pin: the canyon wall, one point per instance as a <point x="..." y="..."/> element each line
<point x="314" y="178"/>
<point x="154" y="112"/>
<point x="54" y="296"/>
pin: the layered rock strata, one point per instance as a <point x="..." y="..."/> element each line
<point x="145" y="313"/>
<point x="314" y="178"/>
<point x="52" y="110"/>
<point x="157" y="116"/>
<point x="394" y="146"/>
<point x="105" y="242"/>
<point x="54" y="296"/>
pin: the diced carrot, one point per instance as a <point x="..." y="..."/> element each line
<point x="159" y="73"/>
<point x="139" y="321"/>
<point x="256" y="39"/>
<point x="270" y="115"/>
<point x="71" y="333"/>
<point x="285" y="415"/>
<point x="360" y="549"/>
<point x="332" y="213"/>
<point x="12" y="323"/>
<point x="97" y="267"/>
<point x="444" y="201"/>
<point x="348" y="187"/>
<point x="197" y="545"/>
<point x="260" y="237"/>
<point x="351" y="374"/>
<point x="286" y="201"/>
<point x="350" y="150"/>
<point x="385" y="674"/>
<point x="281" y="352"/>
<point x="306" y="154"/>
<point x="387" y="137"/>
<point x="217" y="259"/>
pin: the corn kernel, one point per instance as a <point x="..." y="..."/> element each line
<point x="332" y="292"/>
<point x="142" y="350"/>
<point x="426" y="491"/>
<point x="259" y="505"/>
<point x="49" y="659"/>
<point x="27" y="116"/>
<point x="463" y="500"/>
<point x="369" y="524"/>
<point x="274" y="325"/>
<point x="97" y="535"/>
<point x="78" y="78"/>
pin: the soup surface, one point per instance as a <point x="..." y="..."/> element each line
* * *
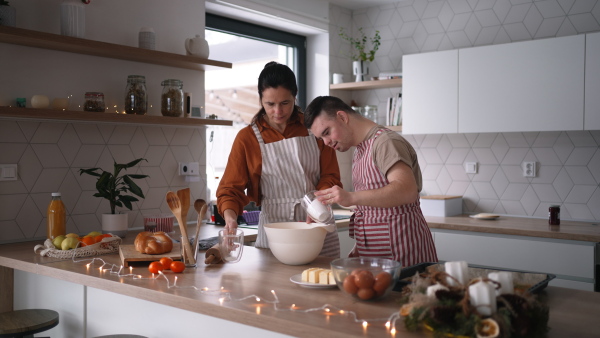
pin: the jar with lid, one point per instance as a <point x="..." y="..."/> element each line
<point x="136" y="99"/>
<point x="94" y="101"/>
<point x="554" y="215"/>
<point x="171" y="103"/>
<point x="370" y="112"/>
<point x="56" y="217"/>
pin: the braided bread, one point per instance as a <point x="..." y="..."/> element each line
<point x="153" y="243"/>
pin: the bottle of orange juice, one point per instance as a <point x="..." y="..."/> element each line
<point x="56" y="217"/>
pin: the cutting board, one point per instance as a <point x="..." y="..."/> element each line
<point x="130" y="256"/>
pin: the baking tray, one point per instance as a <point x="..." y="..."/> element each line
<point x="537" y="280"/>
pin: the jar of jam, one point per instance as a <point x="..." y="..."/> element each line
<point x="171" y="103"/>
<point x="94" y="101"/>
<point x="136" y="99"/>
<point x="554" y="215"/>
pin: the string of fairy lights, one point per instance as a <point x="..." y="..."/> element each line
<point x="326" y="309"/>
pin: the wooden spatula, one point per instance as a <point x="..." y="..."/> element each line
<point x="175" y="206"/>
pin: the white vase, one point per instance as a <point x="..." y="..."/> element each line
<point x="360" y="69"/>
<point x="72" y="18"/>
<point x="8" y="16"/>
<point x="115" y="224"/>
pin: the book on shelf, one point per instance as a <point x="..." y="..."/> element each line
---
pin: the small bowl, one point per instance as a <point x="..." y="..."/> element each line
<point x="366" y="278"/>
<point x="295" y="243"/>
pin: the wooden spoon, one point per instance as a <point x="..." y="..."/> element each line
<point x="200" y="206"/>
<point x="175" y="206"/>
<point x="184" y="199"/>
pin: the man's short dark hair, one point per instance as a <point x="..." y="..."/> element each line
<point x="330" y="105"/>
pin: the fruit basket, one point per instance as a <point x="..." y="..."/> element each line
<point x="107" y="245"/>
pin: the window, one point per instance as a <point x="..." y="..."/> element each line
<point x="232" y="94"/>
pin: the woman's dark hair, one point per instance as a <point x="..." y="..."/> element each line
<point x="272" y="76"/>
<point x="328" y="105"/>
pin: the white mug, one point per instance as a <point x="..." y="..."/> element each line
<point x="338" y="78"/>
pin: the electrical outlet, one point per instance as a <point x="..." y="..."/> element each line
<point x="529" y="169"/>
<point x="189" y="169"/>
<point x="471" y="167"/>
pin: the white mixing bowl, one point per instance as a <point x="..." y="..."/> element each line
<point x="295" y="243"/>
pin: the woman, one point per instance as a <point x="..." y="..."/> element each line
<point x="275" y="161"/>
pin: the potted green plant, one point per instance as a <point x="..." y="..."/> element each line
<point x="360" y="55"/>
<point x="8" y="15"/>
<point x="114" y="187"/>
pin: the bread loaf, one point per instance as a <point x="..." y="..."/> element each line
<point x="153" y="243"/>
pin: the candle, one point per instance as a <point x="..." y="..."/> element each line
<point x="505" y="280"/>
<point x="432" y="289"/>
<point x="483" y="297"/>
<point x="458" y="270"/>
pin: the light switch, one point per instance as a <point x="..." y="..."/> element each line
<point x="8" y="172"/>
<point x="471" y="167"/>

• [Work request]: In the listing above, find the line with "pin: the string" and the line with "pin: the book"; output exactly those lines and all lines between them.

• [Task solution]:
pin: the string of fairy lights, one point per instance as a <point x="..." y="..."/> element each line
<point x="326" y="309"/>
pin: the wooden spatula, one point per instance as a <point x="..." y="..."/> element each line
<point x="175" y="206"/>
pin: the white vase, one point per instance as a <point x="..." y="..."/> element each line
<point x="360" y="69"/>
<point x="72" y="18"/>
<point x="8" y="16"/>
<point x="115" y="224"/>
pin: the book on shelf, one point per instance as a <point x="..." y="..."/> element each line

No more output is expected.